== Segment start ==
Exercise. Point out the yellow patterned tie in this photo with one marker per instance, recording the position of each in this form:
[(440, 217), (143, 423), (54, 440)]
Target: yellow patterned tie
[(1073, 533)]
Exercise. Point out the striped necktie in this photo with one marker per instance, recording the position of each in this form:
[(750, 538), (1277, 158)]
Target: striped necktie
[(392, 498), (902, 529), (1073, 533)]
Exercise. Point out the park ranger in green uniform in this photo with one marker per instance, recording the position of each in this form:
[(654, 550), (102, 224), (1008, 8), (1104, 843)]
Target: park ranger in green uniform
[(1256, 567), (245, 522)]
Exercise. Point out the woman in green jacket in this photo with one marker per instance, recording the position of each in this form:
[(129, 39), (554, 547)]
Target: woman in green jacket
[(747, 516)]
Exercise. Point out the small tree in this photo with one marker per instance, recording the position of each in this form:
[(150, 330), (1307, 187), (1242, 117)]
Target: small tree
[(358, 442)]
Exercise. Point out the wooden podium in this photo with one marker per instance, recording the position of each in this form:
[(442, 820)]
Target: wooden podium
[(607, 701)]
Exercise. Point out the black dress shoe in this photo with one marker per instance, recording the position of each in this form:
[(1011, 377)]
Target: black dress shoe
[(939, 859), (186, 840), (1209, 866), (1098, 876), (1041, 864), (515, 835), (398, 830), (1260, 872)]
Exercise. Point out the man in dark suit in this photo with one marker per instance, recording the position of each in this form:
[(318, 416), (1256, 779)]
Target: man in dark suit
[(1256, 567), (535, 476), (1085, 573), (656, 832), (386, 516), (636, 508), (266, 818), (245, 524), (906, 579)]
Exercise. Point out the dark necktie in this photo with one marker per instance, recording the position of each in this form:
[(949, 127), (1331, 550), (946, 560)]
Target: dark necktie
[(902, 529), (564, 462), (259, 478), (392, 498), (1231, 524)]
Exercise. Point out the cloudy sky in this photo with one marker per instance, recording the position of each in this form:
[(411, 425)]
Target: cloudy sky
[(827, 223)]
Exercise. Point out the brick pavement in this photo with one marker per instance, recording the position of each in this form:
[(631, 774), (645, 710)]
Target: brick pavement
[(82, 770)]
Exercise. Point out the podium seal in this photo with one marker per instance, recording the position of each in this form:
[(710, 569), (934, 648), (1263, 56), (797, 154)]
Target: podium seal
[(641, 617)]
== Segment end ==
* **WHAT TO WORK ON**:
Copy out each line of the data above, exactly, if it lies between the line holding "Exercise. Point out the small" and the line holding "[(1011, 377)]", inclusive; copy no other line.

* **EXPECTED ANSWER**:
Exercise. Point out the small tree in this photo with one marker per instance, recording the position of each in this form:
[(150, 330), (1307, 187), (1242, 117)]
Target: small tree
[(358, 442)]
Exercise. Point out the wooden podium in this photo with one marker per instance, recording the position of each in this form:
[(442, 820)]
Target: wooden podium
[(607, 701)]
Exercise. Point out the black dress shoe in this photo with one marker per instance, recording the position of each in this form:
[(1011, 377)]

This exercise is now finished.